The lines from the top of the data down to the line with "Target: sky" should be repeated exactly, both ends included.

· · · · · · ·

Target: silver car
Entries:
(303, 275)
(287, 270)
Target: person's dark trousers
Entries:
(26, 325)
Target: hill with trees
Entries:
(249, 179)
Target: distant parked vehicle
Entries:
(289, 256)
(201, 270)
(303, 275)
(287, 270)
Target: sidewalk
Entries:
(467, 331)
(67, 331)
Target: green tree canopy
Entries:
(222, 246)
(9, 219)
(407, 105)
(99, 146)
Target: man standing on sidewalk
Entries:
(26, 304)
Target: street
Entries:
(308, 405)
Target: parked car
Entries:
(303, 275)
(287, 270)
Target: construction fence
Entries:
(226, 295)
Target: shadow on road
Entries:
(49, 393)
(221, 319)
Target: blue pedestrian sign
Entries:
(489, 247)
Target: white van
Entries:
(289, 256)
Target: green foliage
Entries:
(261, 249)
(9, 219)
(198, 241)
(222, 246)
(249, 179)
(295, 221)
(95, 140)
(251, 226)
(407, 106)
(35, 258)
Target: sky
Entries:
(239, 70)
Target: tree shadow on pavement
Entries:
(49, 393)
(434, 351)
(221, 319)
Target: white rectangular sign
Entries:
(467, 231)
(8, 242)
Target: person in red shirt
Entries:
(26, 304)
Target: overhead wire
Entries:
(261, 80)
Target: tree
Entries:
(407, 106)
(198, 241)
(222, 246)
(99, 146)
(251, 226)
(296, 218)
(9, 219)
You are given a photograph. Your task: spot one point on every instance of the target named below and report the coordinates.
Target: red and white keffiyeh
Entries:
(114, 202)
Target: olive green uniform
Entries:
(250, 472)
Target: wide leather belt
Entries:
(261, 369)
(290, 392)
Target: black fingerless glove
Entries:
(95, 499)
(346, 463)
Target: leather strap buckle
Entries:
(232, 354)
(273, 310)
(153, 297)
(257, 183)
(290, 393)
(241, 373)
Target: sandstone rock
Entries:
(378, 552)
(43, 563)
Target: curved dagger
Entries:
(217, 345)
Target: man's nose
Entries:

· · · · · · ·

ANSWER TO THIS EXERCISE:
Target: silver car
Entries:
(303, 275)
(287, 270)
Target: person's dark trousers
Entries:
(26, 325)
Target: hill with trees
Entries:
(249, 179)
Target: distant parked vehicle
Entries:
(289, 256)
(201, 270)
(303, 275)
(287, 270)
Target: sidewalk
Entries:
(467, 331)
(67, 331)
Target: green tree canopy
Entries:
(222, 246)
(9, 219)
(407, 105)
(99, 146)
Target: man standing on sidewalk
Entries:
(26, 304)
Target: street
Entries:
(308, 405)
Target: parked car
Entries:
(303, 275)
(287, 270)
Target: construction fence
Entries:
(226, 295)
Target: shadow on road
Entries:
(49, 393)
(221, 319)
Target: blue pedestrian sign
Entries:
(489, 247)
Target: white van
Entries:
(289, 256)
Target: green foliage
Entries:
(261, 249)
(9, 219)
(198, 241)
(222, 246)
(249, 179)
(295, 221)
(95, 140)
(251, 226)
(407, 106)
(35, 258)
Target: sky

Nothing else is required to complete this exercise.